§ **WHAT YOU ARE ASKED TO DO**:
Echo the listing from its first line through the line that contains "positive clicks: (267, 218) (125, 189)", including both ends.

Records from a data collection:
*** Begin section ***
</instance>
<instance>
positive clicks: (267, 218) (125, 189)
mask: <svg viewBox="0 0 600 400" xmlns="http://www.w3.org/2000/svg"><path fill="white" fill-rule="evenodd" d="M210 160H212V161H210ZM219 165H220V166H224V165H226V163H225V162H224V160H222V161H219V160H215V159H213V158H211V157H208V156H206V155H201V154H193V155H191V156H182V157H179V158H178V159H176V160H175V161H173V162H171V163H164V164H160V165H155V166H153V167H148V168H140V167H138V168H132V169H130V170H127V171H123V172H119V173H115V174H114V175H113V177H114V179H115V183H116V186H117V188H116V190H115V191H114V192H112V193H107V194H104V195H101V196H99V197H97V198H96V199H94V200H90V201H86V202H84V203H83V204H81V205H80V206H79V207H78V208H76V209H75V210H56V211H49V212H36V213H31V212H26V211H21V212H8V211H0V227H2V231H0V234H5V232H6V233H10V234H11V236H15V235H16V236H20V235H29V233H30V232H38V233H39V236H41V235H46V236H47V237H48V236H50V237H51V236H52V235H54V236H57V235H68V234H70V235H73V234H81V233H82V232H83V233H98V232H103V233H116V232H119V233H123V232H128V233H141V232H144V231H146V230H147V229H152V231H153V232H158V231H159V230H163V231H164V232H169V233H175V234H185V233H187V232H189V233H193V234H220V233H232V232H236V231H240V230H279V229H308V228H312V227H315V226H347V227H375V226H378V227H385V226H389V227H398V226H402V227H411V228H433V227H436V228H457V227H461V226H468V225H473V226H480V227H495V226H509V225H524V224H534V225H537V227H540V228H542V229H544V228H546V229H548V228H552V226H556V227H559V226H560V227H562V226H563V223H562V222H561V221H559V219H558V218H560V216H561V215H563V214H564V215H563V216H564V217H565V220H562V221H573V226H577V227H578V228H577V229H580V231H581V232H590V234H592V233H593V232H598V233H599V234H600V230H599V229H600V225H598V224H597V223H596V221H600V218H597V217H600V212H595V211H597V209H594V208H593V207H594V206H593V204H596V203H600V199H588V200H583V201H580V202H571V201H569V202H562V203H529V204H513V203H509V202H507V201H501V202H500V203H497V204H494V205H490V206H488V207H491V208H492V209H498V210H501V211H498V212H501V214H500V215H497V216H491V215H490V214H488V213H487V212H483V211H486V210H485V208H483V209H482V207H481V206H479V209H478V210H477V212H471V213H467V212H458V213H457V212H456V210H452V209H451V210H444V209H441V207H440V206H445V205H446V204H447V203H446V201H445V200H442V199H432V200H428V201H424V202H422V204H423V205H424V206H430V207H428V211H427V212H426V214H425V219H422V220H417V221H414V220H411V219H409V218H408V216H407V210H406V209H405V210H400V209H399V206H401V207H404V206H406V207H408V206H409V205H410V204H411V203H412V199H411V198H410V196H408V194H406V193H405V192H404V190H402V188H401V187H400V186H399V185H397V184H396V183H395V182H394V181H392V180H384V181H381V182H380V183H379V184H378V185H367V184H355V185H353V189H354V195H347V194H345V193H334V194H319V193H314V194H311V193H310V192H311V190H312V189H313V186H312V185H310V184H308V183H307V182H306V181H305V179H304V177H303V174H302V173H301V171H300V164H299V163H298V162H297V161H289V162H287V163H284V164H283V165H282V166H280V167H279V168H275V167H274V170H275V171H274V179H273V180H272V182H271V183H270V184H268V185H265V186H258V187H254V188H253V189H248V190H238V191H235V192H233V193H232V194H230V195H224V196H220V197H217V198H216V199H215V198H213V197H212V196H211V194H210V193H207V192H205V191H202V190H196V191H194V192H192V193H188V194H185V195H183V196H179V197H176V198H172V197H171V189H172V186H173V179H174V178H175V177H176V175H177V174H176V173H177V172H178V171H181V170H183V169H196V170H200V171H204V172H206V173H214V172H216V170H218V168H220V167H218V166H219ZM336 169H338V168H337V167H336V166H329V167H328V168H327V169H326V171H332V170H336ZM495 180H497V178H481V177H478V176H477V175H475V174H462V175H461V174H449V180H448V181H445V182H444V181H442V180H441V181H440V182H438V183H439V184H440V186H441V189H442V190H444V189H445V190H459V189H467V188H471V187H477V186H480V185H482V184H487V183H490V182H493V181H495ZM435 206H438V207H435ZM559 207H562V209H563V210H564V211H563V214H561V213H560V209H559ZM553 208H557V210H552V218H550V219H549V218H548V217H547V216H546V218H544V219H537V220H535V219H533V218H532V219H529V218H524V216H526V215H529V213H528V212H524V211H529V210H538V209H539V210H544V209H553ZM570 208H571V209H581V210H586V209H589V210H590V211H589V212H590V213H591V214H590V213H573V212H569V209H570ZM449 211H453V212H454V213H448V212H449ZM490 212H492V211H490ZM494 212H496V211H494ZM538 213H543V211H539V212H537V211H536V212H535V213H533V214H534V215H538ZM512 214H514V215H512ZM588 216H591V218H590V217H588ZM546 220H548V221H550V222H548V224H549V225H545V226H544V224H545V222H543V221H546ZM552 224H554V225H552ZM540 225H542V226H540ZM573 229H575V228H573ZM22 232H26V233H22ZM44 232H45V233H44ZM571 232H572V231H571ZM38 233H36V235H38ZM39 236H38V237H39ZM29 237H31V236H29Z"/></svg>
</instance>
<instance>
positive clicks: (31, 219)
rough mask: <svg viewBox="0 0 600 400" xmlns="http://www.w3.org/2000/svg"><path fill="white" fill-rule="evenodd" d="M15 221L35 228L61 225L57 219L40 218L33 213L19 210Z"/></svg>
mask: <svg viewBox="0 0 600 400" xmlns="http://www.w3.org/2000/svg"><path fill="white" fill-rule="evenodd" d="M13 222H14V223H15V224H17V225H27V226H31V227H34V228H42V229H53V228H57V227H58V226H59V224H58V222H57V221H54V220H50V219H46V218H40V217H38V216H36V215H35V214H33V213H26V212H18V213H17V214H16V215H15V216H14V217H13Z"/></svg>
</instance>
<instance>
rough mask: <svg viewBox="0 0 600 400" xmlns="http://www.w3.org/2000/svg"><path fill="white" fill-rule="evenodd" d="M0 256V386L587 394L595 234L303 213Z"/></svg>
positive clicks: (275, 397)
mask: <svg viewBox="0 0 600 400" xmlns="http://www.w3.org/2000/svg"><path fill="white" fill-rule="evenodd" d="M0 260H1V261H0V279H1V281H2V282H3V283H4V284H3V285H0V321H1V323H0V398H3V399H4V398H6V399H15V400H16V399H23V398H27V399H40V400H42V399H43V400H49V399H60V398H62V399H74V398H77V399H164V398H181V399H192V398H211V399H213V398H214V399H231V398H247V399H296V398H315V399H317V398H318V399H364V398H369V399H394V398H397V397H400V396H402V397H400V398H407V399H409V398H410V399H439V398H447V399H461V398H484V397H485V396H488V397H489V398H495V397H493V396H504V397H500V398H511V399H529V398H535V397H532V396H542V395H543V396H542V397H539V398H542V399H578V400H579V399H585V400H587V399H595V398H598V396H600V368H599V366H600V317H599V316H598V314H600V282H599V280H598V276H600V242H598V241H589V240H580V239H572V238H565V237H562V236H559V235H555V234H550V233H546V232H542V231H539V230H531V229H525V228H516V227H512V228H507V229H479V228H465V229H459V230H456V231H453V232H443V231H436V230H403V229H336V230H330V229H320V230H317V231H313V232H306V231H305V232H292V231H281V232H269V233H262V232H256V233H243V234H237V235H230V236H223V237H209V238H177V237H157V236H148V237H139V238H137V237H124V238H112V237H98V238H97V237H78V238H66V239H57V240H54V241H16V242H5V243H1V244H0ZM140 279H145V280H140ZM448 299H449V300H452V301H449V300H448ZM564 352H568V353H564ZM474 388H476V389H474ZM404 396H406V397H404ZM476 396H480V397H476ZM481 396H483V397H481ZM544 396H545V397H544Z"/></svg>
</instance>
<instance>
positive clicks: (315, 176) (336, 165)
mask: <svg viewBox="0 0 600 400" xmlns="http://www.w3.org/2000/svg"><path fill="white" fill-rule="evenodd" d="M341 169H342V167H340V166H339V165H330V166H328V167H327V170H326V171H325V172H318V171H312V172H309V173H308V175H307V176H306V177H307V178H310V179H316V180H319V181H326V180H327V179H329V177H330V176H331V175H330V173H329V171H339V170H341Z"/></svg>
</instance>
*** End section ***
§ **ANSWER SPACE**:
</instance>
<instance>
positive clicks: (267, 218) (125, 189)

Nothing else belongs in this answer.